• _Excerpt provided_
====
Deportation to Mexico will result in hardship to her and her sons according to Gonzalez. Specifically, her father is an alcoholic with a history of abusing her and her siblings. This was corroborated by her sister and her friend. Gonzalez is fearful of returning to the family home in Reynoso, Mexico. She believes that her sons' education will suffer if she is deported to Mexico and that, because of their limited fluency in Spanish and their American citizenship, they would be subject to discrimination in Mexico. Gonzalez has been active in her church and performed a great deal of community service. A prison staff person, who had never written a letter in support of a prisoner in his ten years of employment, wrote a letter on Gonzalez's behalf indicating that while she was assigned to his detail she arrived timely, made useful suggestions on how to accomplish tasks, helped others with their work, and treated the prison staff with respect.
====
• _Dataset extract_
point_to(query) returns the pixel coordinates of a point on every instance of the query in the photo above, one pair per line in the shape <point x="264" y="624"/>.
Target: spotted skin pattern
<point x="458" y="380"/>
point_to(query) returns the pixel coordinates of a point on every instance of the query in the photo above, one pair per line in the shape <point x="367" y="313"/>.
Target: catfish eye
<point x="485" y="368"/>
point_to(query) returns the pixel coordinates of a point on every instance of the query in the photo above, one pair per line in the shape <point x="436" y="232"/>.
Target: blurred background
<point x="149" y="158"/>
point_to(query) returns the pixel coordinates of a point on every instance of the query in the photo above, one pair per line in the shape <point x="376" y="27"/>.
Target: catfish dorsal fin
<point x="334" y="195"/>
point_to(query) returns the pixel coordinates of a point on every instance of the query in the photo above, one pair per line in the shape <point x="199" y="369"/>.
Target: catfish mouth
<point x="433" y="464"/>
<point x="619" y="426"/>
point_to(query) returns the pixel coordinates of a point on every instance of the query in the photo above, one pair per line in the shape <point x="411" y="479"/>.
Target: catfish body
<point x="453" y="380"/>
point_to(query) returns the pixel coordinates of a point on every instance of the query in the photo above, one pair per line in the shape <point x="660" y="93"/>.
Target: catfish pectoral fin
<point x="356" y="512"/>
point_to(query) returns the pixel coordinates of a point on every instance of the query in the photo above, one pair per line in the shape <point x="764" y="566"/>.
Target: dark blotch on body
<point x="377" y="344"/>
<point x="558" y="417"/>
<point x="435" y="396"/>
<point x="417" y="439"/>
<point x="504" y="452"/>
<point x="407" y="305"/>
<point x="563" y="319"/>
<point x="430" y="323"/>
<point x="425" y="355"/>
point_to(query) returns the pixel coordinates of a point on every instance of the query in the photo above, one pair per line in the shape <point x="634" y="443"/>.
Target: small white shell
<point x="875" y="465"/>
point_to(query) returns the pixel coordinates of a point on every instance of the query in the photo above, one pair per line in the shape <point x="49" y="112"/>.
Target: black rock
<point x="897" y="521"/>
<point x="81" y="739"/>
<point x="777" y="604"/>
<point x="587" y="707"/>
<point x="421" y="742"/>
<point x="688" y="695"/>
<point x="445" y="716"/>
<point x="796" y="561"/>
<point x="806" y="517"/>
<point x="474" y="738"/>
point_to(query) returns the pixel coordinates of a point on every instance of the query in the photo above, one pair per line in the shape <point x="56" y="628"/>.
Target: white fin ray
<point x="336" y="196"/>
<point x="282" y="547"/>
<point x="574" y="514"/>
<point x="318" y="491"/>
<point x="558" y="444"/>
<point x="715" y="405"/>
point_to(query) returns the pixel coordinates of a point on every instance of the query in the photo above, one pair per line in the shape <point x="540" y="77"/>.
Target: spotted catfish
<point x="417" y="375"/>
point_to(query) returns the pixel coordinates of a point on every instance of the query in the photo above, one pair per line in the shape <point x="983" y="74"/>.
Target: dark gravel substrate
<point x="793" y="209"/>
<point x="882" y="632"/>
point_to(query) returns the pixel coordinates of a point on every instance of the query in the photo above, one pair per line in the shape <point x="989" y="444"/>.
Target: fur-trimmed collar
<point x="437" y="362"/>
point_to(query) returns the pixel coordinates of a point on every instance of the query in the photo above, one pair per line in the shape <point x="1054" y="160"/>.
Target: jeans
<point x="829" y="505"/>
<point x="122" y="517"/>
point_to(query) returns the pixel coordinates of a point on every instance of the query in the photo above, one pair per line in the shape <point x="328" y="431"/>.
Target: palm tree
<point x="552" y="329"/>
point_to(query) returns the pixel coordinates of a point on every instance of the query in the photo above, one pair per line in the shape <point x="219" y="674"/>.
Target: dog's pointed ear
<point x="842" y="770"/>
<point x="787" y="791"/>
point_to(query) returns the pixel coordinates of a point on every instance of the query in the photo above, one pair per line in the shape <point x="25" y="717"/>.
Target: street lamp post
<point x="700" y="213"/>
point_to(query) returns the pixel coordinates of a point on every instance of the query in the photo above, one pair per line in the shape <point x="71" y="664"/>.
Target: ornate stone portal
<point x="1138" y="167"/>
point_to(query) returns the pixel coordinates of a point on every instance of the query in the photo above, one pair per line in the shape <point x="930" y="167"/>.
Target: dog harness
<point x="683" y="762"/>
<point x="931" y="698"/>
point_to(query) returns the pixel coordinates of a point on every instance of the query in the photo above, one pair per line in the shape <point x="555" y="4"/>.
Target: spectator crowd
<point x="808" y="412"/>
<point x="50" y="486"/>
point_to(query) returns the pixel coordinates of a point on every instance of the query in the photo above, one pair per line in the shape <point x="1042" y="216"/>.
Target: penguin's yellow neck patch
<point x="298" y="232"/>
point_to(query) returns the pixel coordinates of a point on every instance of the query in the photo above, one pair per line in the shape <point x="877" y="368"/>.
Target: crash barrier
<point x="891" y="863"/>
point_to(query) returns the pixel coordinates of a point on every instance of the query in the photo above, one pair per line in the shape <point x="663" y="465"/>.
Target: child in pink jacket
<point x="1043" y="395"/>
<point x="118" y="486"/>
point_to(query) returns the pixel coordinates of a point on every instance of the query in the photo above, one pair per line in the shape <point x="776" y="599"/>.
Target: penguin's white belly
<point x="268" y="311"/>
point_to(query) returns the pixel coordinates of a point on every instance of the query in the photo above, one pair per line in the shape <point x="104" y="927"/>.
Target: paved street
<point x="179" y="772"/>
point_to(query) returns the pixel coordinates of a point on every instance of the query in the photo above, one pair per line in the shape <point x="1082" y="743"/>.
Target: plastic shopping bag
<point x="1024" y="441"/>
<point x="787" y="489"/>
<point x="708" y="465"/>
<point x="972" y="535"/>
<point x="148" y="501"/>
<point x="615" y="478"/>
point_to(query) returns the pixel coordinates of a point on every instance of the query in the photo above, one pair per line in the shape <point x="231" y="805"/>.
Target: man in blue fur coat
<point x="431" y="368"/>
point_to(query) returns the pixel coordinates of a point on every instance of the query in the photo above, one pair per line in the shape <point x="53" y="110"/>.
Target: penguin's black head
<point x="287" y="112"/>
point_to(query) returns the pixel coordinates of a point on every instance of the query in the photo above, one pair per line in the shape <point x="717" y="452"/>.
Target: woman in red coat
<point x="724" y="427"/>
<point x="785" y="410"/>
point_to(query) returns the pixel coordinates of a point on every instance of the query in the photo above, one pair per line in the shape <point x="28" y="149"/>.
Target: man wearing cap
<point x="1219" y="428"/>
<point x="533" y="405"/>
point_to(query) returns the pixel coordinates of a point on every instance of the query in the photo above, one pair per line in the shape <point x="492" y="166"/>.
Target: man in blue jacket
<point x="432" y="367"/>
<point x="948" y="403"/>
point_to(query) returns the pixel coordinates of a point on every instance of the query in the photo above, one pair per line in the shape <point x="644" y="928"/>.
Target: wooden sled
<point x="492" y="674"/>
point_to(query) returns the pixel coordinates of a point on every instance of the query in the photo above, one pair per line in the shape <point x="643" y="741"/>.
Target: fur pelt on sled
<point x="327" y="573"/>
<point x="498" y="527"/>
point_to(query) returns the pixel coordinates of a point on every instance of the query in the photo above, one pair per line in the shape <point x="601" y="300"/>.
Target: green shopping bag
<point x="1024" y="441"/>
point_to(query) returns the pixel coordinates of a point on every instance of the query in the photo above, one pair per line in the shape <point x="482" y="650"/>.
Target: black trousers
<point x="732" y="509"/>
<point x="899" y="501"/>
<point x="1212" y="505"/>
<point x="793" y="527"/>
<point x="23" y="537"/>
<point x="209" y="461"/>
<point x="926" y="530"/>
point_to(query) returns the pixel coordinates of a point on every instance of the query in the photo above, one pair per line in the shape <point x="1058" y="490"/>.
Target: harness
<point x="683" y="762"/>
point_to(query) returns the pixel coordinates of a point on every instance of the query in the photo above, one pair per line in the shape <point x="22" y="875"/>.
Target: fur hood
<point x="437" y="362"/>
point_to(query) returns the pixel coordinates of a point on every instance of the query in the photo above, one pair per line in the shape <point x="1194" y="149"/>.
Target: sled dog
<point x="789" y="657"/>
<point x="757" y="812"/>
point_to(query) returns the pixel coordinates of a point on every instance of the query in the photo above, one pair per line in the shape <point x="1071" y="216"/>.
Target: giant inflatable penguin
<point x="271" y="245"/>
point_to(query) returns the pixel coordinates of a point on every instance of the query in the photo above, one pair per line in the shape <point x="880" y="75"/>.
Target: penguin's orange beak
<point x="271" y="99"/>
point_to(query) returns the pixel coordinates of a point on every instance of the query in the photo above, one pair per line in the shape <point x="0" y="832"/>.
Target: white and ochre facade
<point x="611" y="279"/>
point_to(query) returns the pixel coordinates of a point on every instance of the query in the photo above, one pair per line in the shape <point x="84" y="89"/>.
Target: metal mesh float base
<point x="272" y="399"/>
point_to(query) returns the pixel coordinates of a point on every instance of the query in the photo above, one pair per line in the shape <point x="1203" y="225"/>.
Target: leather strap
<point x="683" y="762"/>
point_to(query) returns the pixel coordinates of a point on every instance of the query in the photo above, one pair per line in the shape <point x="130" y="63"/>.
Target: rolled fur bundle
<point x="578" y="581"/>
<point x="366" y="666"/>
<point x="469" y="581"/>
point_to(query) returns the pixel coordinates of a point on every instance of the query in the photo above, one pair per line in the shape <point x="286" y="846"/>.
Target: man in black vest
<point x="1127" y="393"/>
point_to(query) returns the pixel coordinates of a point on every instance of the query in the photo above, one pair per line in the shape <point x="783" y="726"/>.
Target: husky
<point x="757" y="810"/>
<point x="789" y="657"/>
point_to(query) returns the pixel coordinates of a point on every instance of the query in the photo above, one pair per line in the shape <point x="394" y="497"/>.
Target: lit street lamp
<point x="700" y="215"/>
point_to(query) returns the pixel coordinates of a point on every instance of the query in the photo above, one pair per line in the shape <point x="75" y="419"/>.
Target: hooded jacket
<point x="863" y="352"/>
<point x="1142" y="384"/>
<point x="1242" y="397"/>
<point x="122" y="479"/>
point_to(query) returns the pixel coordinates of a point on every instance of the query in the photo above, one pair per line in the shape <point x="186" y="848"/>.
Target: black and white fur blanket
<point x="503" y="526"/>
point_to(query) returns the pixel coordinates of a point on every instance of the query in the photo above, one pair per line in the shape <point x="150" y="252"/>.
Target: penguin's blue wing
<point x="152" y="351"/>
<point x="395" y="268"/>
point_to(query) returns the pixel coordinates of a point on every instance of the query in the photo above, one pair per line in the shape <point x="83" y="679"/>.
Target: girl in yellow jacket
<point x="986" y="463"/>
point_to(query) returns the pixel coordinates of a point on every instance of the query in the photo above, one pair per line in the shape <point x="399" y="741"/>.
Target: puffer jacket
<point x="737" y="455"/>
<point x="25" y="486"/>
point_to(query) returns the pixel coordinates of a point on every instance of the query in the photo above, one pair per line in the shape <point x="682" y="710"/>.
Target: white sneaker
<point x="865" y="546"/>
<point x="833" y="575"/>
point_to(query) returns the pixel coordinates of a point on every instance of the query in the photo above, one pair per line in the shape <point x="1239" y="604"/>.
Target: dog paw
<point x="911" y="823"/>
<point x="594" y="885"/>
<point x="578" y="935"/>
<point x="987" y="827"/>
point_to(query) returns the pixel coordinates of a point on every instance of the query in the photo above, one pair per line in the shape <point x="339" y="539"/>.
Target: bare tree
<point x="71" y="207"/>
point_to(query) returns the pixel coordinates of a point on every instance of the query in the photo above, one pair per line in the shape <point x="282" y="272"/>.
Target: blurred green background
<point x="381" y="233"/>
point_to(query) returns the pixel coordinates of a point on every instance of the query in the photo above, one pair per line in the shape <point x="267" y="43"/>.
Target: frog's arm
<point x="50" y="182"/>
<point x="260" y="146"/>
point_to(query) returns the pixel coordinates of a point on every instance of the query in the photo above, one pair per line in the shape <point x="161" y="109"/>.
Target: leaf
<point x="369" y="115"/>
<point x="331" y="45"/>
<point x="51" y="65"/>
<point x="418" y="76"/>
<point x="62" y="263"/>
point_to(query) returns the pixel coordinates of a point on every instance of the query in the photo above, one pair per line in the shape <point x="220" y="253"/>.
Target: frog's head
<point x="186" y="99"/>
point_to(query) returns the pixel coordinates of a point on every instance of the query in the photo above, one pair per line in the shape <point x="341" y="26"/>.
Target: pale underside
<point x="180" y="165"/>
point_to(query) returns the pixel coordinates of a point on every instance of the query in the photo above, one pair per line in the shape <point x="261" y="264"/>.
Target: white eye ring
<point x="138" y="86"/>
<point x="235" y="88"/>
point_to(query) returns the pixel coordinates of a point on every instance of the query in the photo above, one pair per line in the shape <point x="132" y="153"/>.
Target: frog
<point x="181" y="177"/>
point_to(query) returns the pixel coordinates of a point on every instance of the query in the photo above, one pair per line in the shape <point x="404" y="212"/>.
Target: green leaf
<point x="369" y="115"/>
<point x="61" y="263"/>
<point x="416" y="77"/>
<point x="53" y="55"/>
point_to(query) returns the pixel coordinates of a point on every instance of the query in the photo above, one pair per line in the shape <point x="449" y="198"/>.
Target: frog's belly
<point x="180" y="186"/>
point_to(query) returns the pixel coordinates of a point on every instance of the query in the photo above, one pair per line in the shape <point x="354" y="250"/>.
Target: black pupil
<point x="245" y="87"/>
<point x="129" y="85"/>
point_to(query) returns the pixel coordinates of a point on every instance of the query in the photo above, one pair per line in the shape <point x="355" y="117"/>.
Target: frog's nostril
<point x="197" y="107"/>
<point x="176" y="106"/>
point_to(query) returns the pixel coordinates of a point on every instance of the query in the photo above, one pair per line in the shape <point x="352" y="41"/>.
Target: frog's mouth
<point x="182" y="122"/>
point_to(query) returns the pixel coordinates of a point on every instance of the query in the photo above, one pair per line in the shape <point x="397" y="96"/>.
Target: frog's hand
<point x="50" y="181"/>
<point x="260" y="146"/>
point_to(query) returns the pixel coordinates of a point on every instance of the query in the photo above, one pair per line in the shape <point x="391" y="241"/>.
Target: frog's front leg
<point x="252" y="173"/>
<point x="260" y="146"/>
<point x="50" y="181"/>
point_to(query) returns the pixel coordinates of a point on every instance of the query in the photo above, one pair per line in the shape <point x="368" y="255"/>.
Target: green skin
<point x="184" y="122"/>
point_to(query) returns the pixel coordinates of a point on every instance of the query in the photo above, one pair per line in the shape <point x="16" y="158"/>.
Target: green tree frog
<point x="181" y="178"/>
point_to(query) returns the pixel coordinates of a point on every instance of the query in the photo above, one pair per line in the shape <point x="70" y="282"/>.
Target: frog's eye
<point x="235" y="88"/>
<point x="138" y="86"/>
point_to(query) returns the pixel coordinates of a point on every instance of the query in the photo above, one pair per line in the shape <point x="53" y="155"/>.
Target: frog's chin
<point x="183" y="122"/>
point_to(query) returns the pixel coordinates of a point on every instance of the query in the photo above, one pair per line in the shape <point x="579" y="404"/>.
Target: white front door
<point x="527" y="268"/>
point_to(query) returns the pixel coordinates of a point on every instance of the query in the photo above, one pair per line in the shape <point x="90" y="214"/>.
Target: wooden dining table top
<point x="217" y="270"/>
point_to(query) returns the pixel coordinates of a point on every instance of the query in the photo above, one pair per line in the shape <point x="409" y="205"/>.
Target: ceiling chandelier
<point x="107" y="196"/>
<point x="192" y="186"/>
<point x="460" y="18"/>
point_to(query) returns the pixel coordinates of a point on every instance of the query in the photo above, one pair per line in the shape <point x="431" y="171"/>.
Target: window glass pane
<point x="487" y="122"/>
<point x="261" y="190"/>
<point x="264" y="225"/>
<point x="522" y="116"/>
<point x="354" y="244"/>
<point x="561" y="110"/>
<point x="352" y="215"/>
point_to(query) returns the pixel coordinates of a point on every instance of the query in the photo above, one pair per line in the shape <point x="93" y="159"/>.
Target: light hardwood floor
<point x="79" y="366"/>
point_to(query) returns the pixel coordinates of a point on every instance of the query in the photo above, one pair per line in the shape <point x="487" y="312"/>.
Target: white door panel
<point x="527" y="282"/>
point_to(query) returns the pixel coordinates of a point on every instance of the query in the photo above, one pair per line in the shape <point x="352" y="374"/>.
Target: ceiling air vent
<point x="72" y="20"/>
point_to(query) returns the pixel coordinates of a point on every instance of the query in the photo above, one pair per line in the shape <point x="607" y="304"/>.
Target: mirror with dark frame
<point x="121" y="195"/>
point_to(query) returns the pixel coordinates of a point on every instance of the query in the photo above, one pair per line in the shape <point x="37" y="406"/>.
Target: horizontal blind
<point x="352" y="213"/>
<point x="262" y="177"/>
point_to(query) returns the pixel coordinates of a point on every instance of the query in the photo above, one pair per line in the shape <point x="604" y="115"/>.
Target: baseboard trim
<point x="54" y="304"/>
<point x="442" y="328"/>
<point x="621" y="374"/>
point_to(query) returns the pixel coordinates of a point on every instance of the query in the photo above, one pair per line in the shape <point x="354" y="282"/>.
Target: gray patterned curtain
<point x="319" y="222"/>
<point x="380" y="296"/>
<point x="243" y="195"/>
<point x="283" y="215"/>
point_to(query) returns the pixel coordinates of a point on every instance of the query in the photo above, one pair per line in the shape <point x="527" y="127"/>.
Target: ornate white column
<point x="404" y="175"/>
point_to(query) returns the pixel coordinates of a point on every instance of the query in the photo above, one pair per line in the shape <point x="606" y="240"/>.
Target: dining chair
====
• _Your tasks_
[1] Answer these questions from the passage on Gonzalez's deportation case, one line each:
(a) Who corroborated Gonzalez's account of her father's abuse?
(b) In what town is the family home she fears returning to?
(c) For how many years had the prison staff person worked without writing a letter in support of a prisoner?
[2] Carry the passage on Gonzalez's deportation case forward from its final sentence.

• _Results for each task_
[1]
(a) Her sister and her friend.
(b) Reynoso, Mexico.
(c) Ten years.

[2]
The IJ considered the testimony and evidence in a manner consistent with the Marin balancing approach and the factors enumerated by the BIA and concluded that Gonzalez had not demonstrated sufficiently outstanding or unusual equities to warrant section 212(c) relief. The IJ stated:In the instant case, the respondent has been convicted of conspiracy to possess with intent to distribute 500 grams or more of cocaine. She has also been convicted of possession with intent to distribute cocaine. This is a serious adverse factor in the exercise of discretion, and requires a showing of outstanding or unusual equities.
The respondent's life in Mexico before coming to the United States was very unpleasant. However, this situation is in the past and not something that should be considered in the exercise of discretion. The respondent is now an adult and should no longer fear abuse from her father.
The respondent has been a lawful permanent resident of the United States for over ten years. Her lawful residence commenced when she was an adult. The respondent's testimony indicates that, before obtaining the status of a lawful permanent resident, she was a mala fide nonimmigrant visitor who overstayed her period of admission. She has demonstrated the existence of family ties in the United States, and her children may well suffer hardship as the result of her deportation. Their hardship is diminished by the fact that they and the respondent have often lived in close proximity to the border between the United States and Mexico. The respondent has not demonstrated why her children could not remain temporarily in the United States with relatives to complete their education or could not reside with her on the Mexican side of the border and attend school on the American side.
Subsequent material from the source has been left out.